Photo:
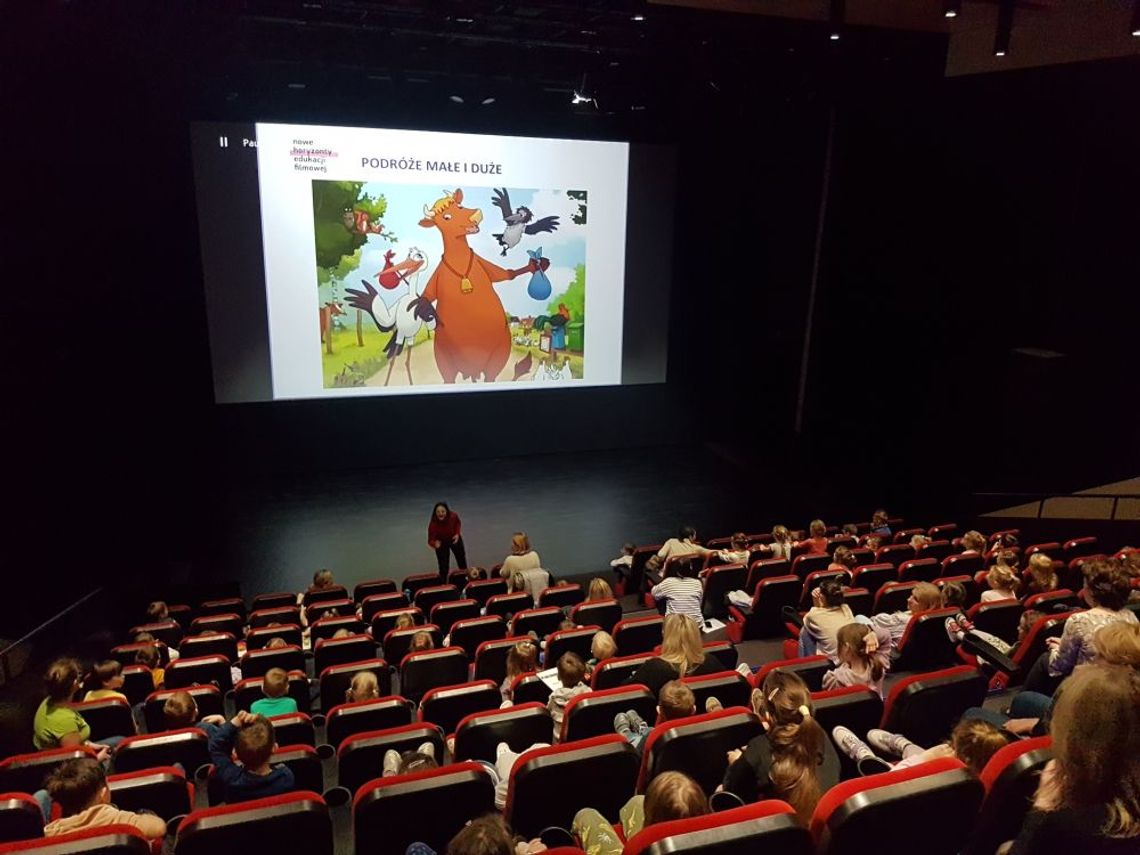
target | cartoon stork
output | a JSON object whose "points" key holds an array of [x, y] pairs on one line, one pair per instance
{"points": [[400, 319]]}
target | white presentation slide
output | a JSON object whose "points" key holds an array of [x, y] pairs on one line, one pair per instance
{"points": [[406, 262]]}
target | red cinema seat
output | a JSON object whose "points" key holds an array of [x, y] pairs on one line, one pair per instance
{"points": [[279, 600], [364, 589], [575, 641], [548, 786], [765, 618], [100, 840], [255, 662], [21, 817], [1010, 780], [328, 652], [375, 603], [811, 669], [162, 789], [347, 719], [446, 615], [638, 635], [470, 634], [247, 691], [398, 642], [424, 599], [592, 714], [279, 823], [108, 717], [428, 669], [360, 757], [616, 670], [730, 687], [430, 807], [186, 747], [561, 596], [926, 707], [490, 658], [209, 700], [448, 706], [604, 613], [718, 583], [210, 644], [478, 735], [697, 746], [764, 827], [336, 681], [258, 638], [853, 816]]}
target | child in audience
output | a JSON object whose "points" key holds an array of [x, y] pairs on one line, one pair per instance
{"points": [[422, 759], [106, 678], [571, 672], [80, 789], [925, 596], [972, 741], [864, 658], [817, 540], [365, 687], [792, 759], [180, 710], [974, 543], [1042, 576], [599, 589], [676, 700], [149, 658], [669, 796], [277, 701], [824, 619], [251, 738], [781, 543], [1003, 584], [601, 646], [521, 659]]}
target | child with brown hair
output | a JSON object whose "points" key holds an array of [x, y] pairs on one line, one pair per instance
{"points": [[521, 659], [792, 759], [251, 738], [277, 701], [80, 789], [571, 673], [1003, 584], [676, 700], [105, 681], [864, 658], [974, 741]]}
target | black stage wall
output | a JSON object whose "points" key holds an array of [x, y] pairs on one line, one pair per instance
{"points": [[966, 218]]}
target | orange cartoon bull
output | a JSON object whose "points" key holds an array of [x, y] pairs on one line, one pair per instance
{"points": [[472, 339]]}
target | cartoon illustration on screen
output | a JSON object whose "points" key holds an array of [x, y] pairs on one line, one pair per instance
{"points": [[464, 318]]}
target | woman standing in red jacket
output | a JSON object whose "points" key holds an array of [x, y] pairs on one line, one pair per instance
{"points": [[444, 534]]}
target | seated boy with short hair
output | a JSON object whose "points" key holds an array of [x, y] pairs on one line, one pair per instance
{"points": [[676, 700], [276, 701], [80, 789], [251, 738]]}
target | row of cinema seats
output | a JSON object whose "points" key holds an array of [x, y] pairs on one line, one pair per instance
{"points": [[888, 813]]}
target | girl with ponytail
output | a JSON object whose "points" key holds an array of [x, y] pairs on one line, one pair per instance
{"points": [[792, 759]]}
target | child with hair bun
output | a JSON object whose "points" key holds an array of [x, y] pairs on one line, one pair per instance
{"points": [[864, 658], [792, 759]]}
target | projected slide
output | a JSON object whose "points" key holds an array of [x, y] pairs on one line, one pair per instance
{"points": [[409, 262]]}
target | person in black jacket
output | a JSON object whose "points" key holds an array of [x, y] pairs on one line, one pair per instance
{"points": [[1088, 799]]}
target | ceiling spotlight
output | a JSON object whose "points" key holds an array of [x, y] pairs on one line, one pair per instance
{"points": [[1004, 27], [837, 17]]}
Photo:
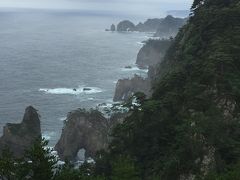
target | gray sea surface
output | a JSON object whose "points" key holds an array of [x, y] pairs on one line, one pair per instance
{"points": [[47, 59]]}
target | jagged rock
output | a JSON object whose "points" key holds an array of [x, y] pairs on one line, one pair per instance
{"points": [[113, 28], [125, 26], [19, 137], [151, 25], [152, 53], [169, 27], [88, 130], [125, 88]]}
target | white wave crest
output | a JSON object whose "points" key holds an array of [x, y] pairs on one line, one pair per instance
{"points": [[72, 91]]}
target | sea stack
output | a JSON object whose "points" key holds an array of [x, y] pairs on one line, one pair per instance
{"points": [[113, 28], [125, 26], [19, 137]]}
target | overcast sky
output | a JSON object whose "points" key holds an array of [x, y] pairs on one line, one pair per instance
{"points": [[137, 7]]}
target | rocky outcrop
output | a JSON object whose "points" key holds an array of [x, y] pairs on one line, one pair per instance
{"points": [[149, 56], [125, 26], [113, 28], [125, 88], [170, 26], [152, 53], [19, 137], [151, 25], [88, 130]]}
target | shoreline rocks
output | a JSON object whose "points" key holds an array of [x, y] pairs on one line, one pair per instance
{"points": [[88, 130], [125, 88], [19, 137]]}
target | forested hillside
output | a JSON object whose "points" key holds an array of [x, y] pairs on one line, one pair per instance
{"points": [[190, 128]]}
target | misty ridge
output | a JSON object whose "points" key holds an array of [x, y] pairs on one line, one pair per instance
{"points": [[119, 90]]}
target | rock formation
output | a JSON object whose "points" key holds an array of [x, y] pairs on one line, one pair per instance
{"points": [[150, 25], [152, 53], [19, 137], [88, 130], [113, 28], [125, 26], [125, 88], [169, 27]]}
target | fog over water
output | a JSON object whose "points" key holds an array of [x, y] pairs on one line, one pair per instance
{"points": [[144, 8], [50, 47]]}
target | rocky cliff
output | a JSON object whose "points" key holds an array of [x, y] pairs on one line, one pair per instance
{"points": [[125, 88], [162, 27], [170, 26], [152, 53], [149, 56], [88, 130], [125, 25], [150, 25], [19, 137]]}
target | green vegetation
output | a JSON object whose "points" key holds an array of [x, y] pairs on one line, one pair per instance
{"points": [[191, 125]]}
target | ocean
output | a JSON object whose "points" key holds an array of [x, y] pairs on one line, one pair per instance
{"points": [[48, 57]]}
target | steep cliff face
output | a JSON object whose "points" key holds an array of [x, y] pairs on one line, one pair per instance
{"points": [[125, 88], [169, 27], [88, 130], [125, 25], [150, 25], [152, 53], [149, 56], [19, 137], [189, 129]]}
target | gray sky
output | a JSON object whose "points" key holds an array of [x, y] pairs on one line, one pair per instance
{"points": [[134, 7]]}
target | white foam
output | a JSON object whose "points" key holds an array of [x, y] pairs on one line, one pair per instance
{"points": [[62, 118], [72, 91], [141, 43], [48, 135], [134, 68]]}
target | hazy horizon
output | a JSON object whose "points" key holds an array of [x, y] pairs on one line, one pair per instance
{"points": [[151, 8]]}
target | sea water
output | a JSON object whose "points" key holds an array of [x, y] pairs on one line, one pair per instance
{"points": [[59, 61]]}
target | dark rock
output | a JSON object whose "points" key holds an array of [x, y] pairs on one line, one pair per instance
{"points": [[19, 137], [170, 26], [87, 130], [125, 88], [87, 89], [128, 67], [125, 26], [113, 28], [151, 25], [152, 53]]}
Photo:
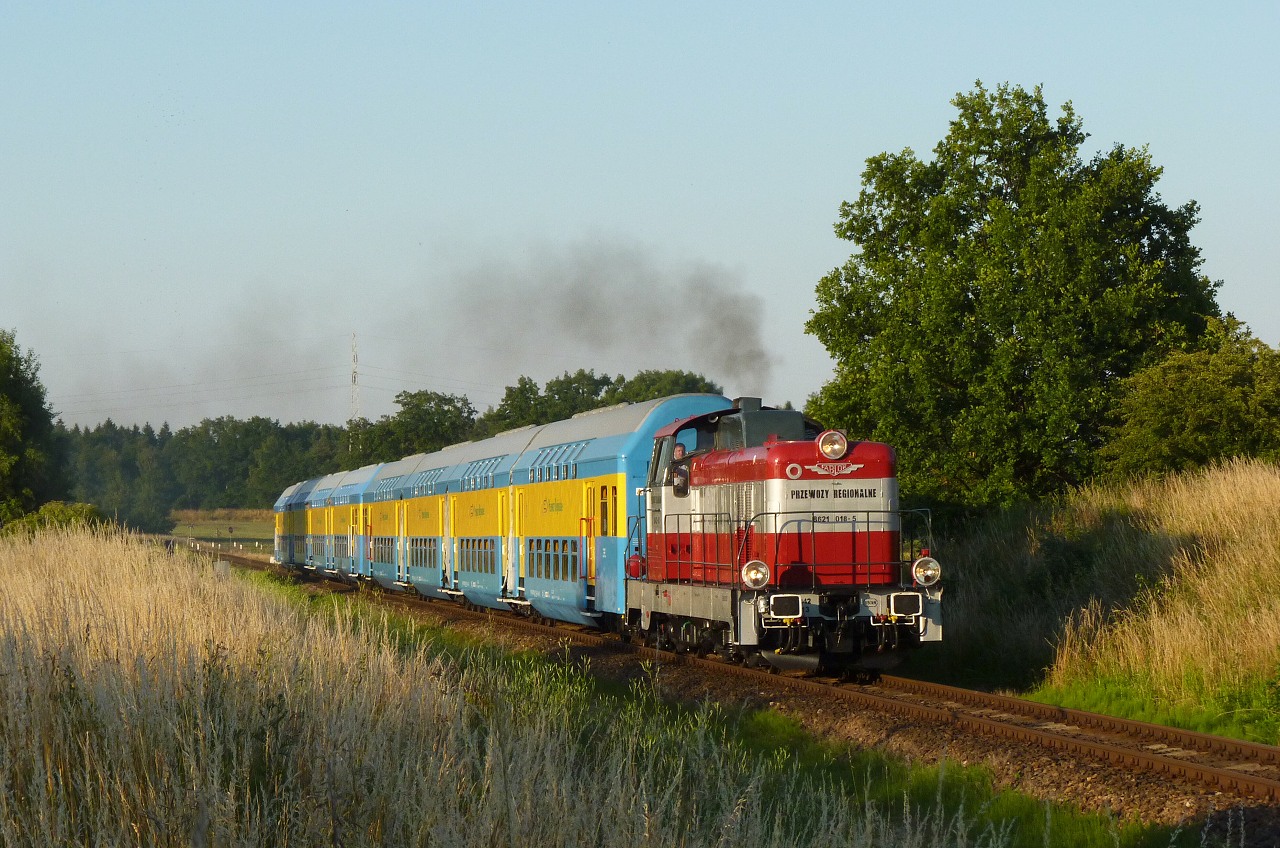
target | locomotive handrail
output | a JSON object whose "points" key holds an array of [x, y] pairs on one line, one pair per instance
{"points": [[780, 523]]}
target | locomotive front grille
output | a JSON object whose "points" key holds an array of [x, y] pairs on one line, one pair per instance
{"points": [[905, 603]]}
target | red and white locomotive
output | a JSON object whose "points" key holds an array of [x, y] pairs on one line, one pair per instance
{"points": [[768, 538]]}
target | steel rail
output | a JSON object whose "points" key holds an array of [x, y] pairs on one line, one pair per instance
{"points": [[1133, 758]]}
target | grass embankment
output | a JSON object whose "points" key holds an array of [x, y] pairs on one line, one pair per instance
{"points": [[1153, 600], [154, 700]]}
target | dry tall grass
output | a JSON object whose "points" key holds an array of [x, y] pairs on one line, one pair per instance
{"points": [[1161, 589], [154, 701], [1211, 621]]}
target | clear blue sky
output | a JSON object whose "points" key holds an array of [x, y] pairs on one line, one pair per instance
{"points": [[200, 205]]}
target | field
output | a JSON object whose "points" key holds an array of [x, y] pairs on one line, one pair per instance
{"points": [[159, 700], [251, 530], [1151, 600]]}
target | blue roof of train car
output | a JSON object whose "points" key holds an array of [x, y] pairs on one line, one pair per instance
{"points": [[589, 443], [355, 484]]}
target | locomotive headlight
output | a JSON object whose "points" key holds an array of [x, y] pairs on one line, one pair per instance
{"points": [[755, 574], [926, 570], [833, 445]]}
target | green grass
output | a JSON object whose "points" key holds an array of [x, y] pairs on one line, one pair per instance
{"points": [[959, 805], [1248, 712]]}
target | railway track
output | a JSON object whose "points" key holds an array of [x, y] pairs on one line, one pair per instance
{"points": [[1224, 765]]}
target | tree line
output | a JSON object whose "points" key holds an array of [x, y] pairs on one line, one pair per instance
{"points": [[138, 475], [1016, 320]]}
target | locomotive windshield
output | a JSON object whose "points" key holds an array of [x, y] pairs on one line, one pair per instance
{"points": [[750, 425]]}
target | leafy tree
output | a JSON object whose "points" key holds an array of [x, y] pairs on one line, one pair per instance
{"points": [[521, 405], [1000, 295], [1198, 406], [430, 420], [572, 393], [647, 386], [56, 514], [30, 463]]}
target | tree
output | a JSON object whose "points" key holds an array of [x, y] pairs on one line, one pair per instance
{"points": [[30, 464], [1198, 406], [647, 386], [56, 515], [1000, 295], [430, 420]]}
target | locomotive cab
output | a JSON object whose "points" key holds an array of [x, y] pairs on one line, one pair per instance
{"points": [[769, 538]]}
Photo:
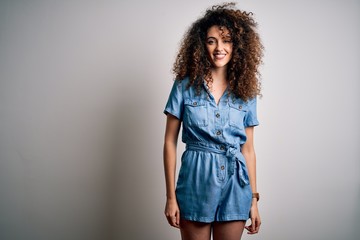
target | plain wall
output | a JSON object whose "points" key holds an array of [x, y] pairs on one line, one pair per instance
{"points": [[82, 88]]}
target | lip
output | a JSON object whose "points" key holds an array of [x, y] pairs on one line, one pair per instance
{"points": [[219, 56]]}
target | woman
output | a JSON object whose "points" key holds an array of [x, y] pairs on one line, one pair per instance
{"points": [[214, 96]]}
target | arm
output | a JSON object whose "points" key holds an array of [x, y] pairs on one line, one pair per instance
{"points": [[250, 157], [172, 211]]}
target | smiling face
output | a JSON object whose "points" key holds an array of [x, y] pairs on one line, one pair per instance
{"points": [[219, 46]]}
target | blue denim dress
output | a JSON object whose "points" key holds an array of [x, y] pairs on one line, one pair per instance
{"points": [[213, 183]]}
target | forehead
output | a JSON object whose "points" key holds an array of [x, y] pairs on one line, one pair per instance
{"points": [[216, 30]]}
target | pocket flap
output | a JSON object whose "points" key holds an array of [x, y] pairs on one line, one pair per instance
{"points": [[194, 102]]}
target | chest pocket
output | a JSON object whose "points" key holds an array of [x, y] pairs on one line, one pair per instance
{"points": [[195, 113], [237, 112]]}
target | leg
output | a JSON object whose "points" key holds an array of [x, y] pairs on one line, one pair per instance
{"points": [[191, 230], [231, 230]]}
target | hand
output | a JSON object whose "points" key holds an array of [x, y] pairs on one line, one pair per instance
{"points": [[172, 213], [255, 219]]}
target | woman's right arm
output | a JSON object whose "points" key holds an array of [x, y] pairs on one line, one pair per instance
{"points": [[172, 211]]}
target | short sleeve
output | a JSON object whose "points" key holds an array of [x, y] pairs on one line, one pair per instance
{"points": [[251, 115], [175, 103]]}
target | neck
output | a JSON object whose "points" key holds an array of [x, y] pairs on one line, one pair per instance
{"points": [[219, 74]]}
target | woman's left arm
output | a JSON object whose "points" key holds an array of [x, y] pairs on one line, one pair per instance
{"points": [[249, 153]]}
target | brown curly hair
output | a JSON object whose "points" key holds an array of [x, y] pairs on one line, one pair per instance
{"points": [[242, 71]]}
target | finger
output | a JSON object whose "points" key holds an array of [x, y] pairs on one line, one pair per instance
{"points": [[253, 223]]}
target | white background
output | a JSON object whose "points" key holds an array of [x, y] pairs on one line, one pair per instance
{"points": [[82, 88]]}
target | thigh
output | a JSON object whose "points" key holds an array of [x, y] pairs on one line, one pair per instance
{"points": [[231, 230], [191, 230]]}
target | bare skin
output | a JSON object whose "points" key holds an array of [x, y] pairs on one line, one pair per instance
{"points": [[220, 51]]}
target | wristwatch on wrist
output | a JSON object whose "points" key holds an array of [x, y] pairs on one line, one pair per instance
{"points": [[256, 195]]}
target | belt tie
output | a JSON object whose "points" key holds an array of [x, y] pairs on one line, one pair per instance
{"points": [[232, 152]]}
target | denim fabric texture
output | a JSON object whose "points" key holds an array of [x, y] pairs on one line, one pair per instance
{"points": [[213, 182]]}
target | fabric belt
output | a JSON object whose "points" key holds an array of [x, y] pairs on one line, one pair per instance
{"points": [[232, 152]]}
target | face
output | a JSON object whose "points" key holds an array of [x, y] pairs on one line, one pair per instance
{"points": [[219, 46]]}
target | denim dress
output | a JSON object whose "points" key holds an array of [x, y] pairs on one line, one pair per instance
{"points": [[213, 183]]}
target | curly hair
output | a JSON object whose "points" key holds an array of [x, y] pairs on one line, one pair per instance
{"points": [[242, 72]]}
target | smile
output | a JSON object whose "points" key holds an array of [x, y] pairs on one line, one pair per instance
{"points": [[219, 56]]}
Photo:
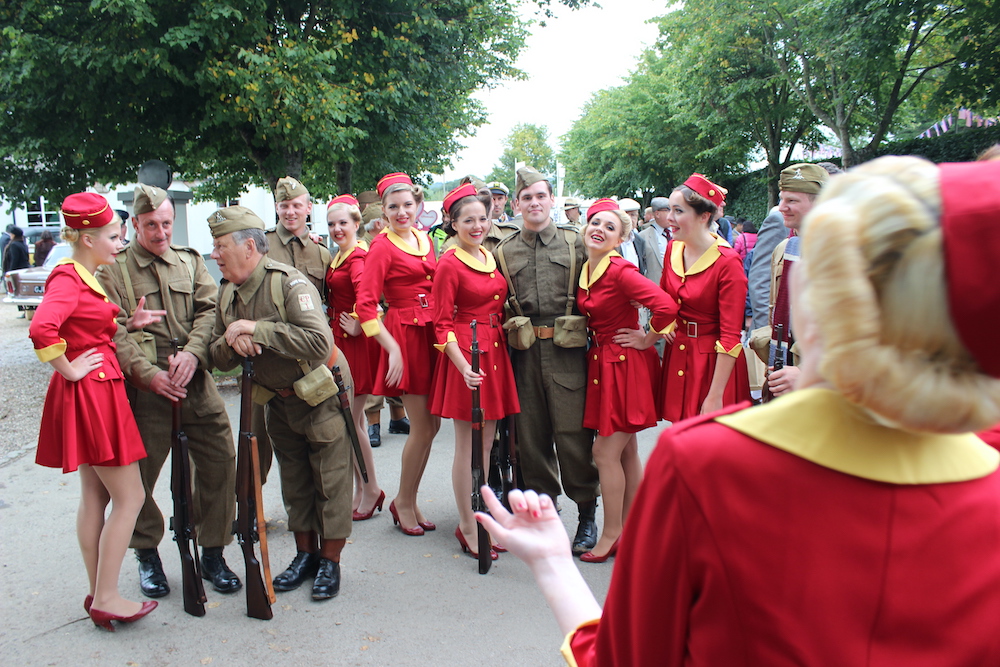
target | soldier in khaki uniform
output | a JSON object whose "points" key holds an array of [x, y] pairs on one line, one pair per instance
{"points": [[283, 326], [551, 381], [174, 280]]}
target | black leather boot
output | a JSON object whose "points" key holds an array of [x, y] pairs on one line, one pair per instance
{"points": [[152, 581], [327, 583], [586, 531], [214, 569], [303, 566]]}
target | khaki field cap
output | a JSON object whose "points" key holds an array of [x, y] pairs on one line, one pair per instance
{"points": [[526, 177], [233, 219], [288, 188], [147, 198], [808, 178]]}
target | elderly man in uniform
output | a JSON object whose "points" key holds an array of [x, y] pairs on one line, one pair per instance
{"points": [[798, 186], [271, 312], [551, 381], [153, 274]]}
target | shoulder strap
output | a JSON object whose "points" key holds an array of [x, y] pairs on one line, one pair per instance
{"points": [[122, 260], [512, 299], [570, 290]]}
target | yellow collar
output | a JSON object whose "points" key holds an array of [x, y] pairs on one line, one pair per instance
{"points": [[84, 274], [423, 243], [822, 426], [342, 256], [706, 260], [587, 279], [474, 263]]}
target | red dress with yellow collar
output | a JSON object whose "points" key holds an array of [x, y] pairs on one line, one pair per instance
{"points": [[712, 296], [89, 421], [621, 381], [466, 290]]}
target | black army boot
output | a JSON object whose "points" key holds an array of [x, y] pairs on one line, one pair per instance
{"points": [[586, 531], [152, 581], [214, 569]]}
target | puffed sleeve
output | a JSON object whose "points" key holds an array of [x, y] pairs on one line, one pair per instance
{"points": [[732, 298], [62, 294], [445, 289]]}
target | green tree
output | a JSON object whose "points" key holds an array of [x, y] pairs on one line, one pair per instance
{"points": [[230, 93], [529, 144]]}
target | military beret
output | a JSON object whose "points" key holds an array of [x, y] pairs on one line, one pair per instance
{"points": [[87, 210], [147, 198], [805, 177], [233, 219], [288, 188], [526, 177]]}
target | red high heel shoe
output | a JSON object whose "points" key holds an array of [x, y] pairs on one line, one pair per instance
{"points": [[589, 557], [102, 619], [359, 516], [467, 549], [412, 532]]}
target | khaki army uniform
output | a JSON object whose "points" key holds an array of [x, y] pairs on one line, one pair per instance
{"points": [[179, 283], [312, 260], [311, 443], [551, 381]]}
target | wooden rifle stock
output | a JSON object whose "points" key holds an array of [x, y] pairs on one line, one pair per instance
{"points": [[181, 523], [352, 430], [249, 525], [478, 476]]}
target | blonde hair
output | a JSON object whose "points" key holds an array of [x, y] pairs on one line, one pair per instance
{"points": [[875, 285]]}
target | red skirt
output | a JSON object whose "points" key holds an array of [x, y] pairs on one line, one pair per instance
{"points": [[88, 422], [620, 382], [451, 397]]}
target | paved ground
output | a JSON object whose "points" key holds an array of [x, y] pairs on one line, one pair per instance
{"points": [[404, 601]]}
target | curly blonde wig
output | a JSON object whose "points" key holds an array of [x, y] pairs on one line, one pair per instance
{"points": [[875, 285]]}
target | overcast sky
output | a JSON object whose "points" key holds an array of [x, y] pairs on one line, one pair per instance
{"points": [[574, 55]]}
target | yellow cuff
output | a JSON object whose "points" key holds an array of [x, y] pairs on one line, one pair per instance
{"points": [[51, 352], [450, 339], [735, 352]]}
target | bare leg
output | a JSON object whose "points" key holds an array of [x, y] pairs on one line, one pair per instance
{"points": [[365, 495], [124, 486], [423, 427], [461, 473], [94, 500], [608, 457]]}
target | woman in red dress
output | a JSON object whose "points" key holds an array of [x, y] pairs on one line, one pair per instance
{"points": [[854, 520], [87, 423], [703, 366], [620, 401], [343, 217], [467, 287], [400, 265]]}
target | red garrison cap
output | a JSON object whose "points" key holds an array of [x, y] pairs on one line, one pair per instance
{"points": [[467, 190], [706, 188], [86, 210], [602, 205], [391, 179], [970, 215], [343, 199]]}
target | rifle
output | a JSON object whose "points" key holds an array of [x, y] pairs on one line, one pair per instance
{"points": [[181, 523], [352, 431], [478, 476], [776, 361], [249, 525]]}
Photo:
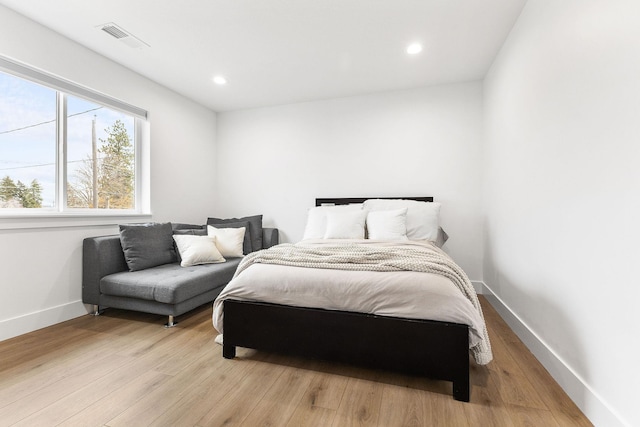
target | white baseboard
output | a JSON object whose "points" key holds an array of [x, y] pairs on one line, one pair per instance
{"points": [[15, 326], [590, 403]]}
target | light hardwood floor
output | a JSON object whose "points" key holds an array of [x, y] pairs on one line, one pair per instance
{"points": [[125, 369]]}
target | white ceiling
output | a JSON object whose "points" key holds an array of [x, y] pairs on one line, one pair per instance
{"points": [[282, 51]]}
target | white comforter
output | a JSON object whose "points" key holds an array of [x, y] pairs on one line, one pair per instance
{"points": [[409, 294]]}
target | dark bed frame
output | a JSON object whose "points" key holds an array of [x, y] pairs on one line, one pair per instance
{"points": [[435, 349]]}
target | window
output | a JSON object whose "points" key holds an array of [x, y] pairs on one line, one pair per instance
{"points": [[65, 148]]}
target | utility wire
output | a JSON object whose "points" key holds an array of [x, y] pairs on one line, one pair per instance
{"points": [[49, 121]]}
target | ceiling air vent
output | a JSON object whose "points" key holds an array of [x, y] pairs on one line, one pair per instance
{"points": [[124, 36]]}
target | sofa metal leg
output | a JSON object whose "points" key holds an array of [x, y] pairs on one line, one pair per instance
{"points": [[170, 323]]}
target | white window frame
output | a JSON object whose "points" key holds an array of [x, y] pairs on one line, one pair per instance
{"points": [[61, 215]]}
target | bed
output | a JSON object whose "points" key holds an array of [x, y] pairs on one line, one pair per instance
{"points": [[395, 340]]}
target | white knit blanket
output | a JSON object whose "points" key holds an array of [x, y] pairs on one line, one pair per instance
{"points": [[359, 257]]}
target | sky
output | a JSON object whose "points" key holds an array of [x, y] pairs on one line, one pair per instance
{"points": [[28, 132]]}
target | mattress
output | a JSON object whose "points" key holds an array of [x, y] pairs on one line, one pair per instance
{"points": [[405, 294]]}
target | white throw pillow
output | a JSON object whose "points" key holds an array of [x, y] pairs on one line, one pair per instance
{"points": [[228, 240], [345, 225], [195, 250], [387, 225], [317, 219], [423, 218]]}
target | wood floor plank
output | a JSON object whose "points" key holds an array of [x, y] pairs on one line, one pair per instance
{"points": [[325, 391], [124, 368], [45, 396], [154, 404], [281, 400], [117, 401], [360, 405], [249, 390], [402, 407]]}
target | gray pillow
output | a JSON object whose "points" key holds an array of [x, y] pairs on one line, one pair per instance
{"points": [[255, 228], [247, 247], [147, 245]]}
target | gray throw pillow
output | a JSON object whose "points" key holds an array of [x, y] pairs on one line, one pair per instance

--------------------------------------------------

Exercise task:
In the entries above, find the line containing "target | sofa metal leg". Set down that line and every line after it through the last one, exactly and alone.

Task solution:
target | sofa metal leg
output | a JSON object whose "points" key holds an array of [x, y] pairs on one line, one pair per instance
{"points": [[170, 323]]}
target | white window frame
output | a JSON object whose "points" key holds an array of [x, y] pairs on one line, one pair per instance
{"points": [[61, 215]]}
target | bed
output | a JSON object whose "points" key holds an array of [x, y] pairs on one line, one pair per instance
{"points": [[395, 340]]}
target | white knit blanket
output | a JSON object whose "points" key holds an array of [x, y] pairs on one line, one pair per instance
{"points": [[359, 257]]}
target | sky
output | a JSON object whose "points" key holds an array of [x, y] pairs on one line, one pair per instance
{"points": [[28, 132]]}
target | mattress
output | a JSON object whose "points" key holds an array of [x, y] pairs on one line, one pair per instance
{"points": [[405, 294]]}
target | white throw pillow
output | a JSON object whose "points" key holds an array of [x, y] pairs on one line, one pair per instance
{"points": [[228, 240], [345, 225], [195, 250], [387, 225], [317, 219], [423, 218]]}
target | wood floor plank
output | a JSON object whose "points" key holds an array of [x, y] pairs on one line, one pair per instance
{"points": [[325, 391], [124, 368], [45, 396], [154, 404], [281, 400], [117, 401], [360, 405], [249, 390], [402, 407]]}
target | gray pillow
output | a JSON object whose "points" key holds an array of [x, y] pairs on one line, one pair per instance
{"points": [[255, 228], [247, 247], [147, 245]]}
target | gray throw pillow
output | a JSON object whose "points" key holds an array of [x, y] pairs on one line, one pair per instance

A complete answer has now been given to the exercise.